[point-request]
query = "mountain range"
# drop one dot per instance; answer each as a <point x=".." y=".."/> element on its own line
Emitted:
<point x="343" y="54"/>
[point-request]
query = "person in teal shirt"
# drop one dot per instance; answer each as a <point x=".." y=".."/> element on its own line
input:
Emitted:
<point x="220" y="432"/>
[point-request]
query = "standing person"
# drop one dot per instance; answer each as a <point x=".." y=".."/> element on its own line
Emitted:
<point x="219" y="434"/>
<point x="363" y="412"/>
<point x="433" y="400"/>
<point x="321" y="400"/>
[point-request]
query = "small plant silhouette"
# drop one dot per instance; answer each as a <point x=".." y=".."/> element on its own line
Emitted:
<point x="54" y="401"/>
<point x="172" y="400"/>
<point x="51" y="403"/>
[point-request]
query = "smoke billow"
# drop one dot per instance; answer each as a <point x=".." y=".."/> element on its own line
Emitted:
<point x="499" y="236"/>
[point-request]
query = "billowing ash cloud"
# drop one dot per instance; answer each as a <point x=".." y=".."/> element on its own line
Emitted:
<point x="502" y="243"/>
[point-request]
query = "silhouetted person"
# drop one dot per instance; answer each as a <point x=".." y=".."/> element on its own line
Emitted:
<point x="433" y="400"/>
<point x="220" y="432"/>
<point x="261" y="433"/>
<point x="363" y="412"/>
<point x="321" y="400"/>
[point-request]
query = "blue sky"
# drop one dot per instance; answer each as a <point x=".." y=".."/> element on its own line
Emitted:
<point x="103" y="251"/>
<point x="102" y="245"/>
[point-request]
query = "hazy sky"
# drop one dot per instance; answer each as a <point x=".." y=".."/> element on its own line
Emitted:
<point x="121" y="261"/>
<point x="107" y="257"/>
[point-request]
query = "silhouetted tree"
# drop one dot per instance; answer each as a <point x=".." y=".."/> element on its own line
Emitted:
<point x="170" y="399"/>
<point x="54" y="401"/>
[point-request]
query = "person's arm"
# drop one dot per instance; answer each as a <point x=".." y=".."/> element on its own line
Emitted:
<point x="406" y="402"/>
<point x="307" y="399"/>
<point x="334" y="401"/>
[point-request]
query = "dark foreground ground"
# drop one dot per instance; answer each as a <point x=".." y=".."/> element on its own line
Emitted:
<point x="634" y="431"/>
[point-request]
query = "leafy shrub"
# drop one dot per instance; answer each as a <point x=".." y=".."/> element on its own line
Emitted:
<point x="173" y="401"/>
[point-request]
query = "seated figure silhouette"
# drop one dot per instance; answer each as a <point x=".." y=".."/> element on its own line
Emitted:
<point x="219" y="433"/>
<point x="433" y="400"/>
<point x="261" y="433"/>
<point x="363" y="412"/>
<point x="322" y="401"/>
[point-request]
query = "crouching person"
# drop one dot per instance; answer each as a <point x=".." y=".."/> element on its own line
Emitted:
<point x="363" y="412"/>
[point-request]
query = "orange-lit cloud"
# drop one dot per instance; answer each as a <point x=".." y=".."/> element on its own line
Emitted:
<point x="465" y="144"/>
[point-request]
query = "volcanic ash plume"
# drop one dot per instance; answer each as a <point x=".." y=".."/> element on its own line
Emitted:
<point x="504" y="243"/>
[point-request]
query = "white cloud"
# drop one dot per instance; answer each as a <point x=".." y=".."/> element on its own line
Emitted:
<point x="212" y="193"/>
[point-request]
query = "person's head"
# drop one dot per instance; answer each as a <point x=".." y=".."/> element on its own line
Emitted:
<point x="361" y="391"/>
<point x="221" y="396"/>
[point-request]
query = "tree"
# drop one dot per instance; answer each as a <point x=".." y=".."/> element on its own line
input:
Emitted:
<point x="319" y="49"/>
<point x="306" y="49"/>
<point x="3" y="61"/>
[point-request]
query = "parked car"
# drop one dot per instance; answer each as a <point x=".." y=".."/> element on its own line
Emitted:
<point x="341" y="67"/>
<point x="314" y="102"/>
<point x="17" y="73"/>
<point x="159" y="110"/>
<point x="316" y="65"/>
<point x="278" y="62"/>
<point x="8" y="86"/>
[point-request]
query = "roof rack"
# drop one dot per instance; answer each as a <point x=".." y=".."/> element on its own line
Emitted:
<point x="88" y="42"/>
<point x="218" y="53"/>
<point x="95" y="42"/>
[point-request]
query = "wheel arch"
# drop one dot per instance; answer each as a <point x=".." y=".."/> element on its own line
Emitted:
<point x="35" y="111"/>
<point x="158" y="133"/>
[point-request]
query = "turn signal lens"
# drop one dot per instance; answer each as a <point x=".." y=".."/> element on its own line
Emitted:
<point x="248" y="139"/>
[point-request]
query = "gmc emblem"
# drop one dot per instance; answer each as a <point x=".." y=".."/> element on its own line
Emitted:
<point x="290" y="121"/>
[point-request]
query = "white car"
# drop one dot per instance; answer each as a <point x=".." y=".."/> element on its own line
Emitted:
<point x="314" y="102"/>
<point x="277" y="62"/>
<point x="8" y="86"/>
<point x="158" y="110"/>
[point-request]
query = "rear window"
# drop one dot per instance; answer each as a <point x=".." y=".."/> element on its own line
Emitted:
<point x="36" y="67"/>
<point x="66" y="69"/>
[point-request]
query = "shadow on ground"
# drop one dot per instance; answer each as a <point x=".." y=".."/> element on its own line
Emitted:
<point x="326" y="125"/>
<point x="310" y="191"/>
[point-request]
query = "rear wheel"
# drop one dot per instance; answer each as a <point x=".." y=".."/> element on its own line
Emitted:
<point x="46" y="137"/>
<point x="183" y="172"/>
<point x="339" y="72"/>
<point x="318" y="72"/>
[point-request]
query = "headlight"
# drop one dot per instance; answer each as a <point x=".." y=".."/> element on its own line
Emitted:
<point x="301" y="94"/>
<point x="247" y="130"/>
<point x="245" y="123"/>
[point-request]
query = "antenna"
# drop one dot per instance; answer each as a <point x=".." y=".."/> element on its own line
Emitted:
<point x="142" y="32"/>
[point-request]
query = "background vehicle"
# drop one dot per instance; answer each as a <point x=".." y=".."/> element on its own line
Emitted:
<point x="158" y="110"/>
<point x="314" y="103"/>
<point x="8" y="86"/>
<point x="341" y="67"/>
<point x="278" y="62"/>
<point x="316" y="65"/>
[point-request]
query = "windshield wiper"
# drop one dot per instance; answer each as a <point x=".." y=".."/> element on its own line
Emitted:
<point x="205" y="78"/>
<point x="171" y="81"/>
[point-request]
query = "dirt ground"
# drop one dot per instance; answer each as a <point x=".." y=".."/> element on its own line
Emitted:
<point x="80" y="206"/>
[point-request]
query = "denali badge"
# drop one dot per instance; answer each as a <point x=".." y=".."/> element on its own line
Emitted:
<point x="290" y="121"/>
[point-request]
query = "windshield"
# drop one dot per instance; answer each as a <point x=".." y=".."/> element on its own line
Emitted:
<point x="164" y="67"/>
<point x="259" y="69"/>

• Exercise instructions: Based on the listing, determine the number of lines that include the string "silhouetted", and give that number without further text.

• Problem solution: 2